----- Extrait du texte -----

Comme lui, des milliers de sujets de Sa Majesté résidant en France ont décidé de prendre la nationalité de leur pays d'adoption depuis que le Royaume-Uni a voté pour quitter l'Union européenne. En 2016, l'année du référendum, ils étaient 439 selon le ministère de l'Intérieur. En 2018, 3124.

M. Dyer, directeur du département de langues à l'école de commerce Kedge à Talence, près de Bordeaux, se définit pourtant comme "très Britannique au fond de (lui)". "J'adore ma reine, je suis un peu le cliché. Est-ce que je peux dire vive la République et vive la Reine ? Oui, c'est bizarre mais c'est ça". D'ailleurs, dit-il, "si j'avais dû lâcher la nationalité britannique, je n'aurais pas pu le faire", ajoute cet homme désormais binational.

"Le Brexit a été le moment déclenchant ou déclencheur", explique-t-il dans un français parfait. Arrivé en France à 12 ans dans les bagages de ses parents francophiles, Neville Dyer a grandi en Charente avec ses trois frères, qui eux sont retournés vivre en Angleterre.

"Sans le Brexit, (la naturalisation) ne m'aurait même pas traversé l'esprit", dit cet homme marié à une Française. "J'étais dans une grande famille heureuse, l'Europe, tout à fait à l'aise et intégré". Mais comme Britannique, il aurait eu l'impression de "ne plus faire partie du club" après le Brexit.

-----

[Travail à faire]:
A – Selon l'extrait sur le Brexit, combien de sujets britanniques résidant en France ont pris la nationalité française en 2018 ?
B – Citez le passage de l'extrait sur le Brexit qui va de « Comme lui, des » jusqu'à « En 2018, 3124. » inclus.

----- Informations fournies -----

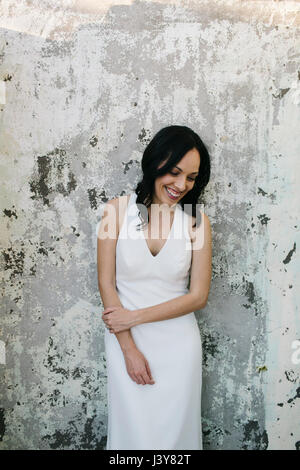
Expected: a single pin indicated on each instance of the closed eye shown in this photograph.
(176, 174)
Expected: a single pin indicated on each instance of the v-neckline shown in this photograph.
(166, 241)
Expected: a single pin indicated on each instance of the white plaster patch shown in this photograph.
(2, 353)
(2, 92)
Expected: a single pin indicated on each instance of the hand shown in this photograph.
(138, 367)
(118, 319)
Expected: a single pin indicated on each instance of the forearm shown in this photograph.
(109, 296)
(176, 307)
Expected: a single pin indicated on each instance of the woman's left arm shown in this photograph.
(195, 299)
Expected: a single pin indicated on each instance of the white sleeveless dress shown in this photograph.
(167, 414)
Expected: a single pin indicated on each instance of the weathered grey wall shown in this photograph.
(83, 90)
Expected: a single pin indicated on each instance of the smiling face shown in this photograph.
(173, 186)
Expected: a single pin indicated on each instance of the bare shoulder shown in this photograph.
(119, 204)
(204, 224)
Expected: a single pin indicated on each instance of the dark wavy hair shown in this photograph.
(171, 143)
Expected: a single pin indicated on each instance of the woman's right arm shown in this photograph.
(106, 261)
(136, 364)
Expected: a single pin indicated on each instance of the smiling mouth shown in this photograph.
(172, 194)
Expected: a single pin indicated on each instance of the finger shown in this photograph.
(136, 379)
(143, 382)
(149, 372)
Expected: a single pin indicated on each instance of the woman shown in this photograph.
(150, 287)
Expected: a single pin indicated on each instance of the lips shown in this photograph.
(169, 192)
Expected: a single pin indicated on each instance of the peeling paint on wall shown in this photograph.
(86, 87)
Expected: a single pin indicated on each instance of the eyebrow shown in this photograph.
(193, 173)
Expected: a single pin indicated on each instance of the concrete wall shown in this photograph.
(83, 89)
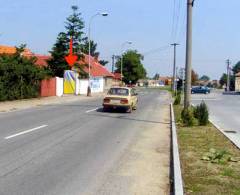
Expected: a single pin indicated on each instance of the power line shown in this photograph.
(163, 48)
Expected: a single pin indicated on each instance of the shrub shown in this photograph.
(201, 113)
(188, 117)
(19, 76)
(177, 100)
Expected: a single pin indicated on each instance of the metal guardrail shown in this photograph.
(177, 175)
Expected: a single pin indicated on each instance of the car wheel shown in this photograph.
(129, 110)
(104, 109)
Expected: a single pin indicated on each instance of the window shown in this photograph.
(118, 91)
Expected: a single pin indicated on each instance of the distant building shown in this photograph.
(237, 82)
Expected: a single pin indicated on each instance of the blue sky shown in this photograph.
(151, 26)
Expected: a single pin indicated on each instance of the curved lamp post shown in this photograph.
(122, 47)
(89, 49)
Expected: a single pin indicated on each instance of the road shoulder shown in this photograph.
(144, 168)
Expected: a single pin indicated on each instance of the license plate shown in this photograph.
(115, 101)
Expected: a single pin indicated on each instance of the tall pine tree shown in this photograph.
(74, 28)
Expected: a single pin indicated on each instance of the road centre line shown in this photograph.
(24, 132)
(92, 110)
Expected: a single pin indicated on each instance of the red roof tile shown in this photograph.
(117, 76)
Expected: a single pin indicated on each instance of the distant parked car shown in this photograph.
(121, 97)
(200, 89)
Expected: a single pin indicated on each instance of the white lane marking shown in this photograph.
(24, 132)
(92, 110)
(206, 99)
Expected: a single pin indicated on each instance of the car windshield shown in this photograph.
(118, 91)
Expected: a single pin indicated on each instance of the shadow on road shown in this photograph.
(124, 117)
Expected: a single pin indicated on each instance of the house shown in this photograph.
(101, 78)
(237, 82)
(97, 70)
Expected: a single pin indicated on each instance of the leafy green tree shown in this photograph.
(204, 78)
(74, 28)
(133, 69)
(19, 76)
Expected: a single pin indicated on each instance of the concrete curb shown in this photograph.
(225, 134)
(177, 174)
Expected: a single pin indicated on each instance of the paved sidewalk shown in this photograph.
(10, 106)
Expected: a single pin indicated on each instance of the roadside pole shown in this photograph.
(174, 68)
(188, 65)
(228, 75)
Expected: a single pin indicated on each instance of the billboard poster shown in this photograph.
(69, 83)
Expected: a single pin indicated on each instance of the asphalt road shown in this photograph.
(68, 149)
(224, 112)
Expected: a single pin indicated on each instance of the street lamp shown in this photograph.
(122, 47)
(89, 49)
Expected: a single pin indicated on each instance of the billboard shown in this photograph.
(69, 83)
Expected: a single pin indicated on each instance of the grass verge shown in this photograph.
(206, 177)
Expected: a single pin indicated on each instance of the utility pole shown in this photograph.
(188, 65)
(113, 63)
(228, 75)
(174, 68)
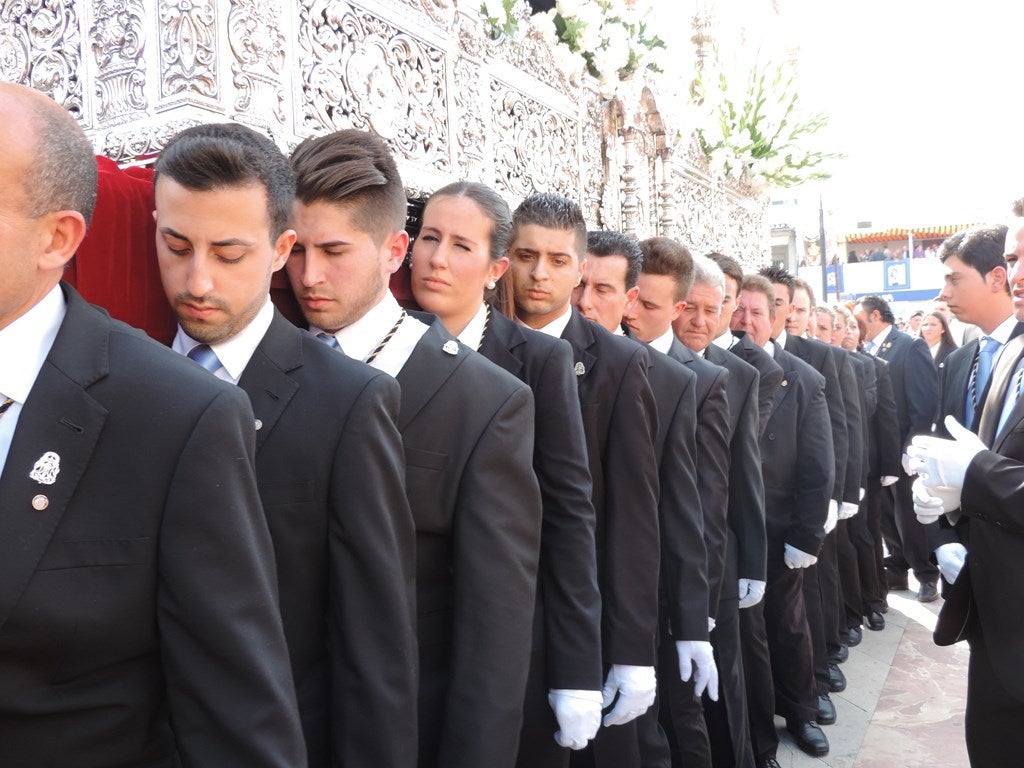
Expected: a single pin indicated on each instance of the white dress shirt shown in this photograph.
(24, 346)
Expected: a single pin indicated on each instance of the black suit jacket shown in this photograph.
(914, 381)
(468, 432)
(797, 461)
(568, 603)
(331, 473)
(684, 558)
(620, 420)
(712, 460)
(138, 609)
(747, 548)
(819, 356)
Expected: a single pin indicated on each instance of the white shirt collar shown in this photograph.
(235, 352)
(472, 335)
(664, 342)
(557, 327)
(27, 341)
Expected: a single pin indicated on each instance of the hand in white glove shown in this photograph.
(847, 510)
(796, 558)
(833, 516)
(950, 558)
(944, 463)
(697, 653)
(751, 592)
(635, 686)
(579, 716)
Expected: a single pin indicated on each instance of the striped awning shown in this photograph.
(897, 233)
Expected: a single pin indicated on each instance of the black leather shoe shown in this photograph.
(928, 592)
(809, 737)
(896, 582)
(840, 655)
(837, 680)
(853, 637)
(826, 711)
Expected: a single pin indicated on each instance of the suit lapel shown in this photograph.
(265, 379)
(427, 369)
(61, 418)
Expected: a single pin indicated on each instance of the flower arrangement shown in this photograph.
(759, 137)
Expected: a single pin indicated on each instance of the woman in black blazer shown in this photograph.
(935, 332)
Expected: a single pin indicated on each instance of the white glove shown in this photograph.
(944, 463)
(579, 716)
(929, 502)
(847, 510)
(751, 592)
(950, 558)
(796, 558)
(697, 653)
(833, 517)
(635, 686)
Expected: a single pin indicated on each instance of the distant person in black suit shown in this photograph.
(459, 260)
(548, 253)
(329, 457)
(467, 429)
(935, 332)
(915, 390)
(139, 620)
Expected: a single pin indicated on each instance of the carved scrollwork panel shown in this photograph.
(359, 71)
(41, 46)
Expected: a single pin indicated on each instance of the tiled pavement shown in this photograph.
(903, 705)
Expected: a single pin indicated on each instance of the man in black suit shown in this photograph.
(985, 485)
(609, 295)
(798, 468)
(467, 428)
(705, 331)
(915, 390)
(547, 252)
(138, 610)
(329, 457)
(977, 291)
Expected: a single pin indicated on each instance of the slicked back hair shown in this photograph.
(552, 212)
(781, 275)
(602, 243)
(708, 272)
(980, 247)
(761, 285)
(666, 256)
(872, 303)
(222, 155)
(64, 175)
(353, 169)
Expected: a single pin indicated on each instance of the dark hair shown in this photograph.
(601, 243)
(729, 266)
(495, 208)
(355, 169)
(780, 274)
(221, 155)
(761, 285)
(665, 256)
(62, 175)
(552, 212)
(979, 247)
(804, 286)
(946, 336)
(877, 303)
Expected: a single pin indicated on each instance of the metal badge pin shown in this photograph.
(46, 469)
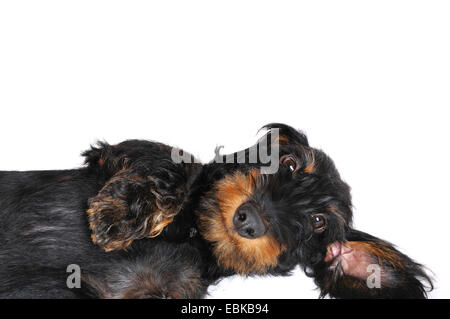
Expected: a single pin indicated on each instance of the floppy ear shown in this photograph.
(368, 267)
(134, 205)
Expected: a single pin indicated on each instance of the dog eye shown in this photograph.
(319, 223)
(290, 162)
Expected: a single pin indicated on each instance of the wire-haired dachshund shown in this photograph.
(145, 220)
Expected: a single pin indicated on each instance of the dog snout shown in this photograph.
(247, 221)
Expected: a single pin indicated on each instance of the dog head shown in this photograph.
(262, 222)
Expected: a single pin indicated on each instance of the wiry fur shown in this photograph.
(143, 226)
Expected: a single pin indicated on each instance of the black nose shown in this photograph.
(247, 221)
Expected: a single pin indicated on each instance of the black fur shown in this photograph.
(140, 225)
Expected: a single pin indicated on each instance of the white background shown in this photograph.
(368, 81)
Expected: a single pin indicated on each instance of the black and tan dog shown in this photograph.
(140, 224)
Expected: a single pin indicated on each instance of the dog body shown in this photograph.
(141, 225)
(44, 229)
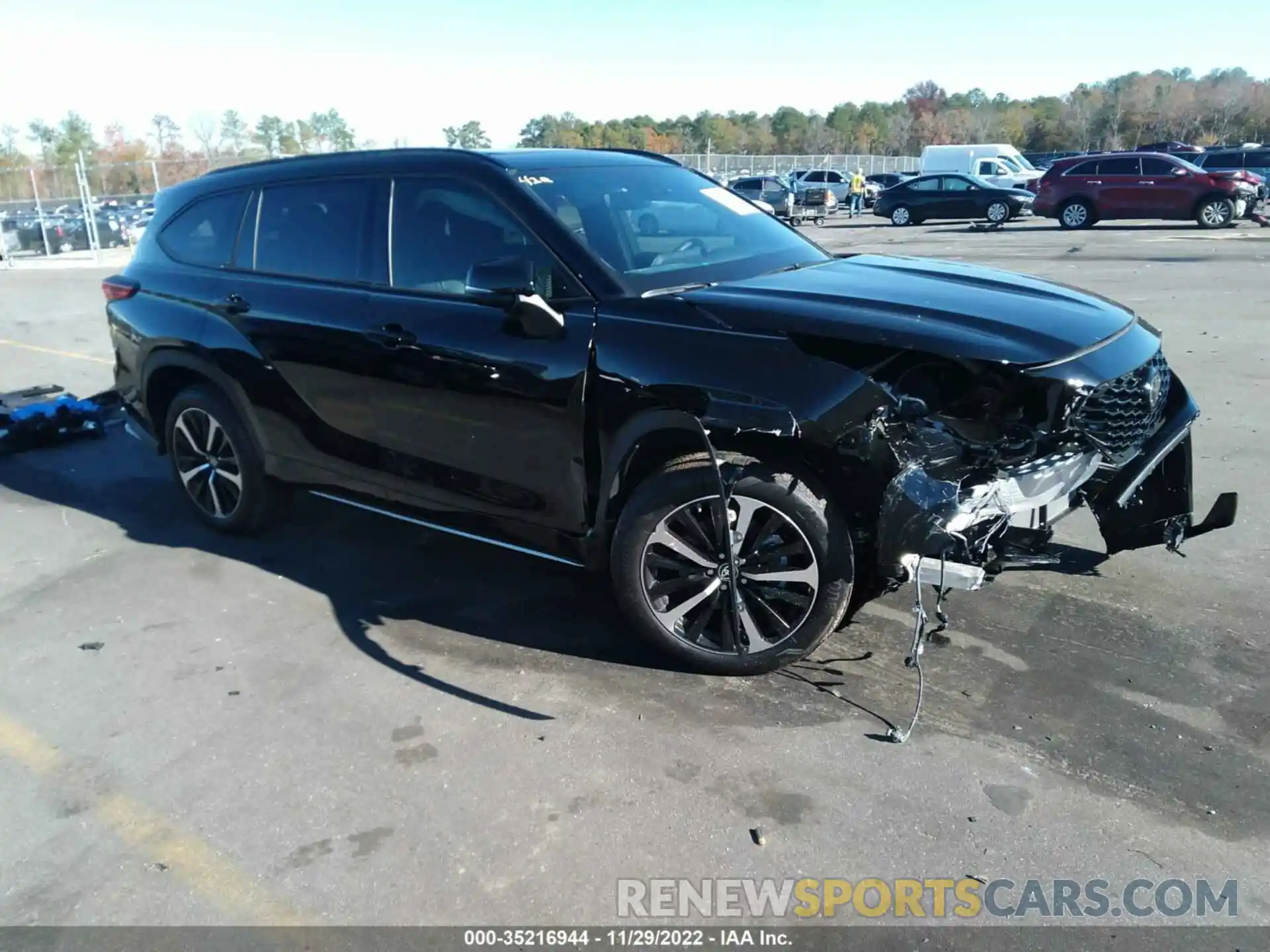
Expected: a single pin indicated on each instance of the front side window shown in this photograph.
(658, 225)
(1124, 165)
(205, 233)
(1151, 165)
(444, 226)
(316, 230)
(1223, 160)
(1083, 169)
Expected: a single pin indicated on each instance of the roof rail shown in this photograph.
(306, 158)
(647, 154)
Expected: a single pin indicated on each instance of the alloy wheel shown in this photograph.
(207, 462)
(689, 586)
(1216, 214)
(1075, 215)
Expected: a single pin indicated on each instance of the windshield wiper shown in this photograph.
(680, 288)
(794, 267)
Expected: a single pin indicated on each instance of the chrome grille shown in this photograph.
(1119, 415)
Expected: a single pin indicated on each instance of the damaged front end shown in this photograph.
(986, 459)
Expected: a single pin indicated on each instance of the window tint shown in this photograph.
(1151, 165)
(314, 230)
(441, 227)
(245, 248)
(1223, 160)
(205, 233)
(1124, 165)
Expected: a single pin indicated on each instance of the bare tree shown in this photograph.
(204, 128)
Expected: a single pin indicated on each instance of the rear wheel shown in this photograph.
(215, 462)
(675, 583)
(1216, 212)
(1076, 215)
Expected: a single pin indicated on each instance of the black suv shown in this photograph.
(742, 428)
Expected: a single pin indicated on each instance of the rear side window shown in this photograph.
(205, 233)
(316, 230)
(1121, 167)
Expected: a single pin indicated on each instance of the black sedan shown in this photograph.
(952, 197)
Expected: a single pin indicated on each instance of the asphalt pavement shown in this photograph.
(357, 721)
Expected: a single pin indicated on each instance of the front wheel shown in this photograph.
(1216, 214)
(673, 580)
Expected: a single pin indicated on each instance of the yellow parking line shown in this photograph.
(206, 871)
(59, 353)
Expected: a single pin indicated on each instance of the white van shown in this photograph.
(999, 163)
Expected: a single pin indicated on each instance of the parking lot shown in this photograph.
(359, 721)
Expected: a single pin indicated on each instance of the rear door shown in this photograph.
(1121, 196)
(300, 296)
(476, 413)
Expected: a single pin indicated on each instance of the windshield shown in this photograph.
(658, 226)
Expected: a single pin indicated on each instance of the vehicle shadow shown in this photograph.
(378, 574)
(396, 592)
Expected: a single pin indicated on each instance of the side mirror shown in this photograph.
(512, 278)
(502, 277)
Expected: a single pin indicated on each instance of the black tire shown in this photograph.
(997, 212)
(1214, 212)
(800, 500)
(1076, 214)
(259, 500)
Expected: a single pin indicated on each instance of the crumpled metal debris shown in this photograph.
(48, 414)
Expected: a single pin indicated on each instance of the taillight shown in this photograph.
(120, 288)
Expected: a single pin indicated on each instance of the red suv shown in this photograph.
(1085, 190)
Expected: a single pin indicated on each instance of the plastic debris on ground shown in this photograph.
(48, 415)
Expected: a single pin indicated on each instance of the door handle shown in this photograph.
(392, 335)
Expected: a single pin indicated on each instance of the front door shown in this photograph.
(1121, 193)
(962, 198)
(476, 413)
(1170, 184)
(299, 296)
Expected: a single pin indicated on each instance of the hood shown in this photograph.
(940, 307)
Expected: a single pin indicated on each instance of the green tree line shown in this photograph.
(1118, 113)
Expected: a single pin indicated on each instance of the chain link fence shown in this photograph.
(727, 167)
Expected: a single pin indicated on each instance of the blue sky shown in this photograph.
(404, 70)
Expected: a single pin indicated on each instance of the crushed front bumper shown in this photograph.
(1144, 502)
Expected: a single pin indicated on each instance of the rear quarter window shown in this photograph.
(204, 234)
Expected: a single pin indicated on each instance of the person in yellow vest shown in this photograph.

-----

[Les solutions]:
A – 3124, selon le ministère de l'Intérieur.

B –
Comme lui, des milliers de sujets de Sa Majesté résidant en France ont décidé de prendre la nationalité de leur pays d'adoption depuis que le Royaume-Uni a voté pour quitter l'Union européenne. En 2016, l'année du référendum, ils étaient 439 selon le ministère de l'Intérieur. En 2018, 3124.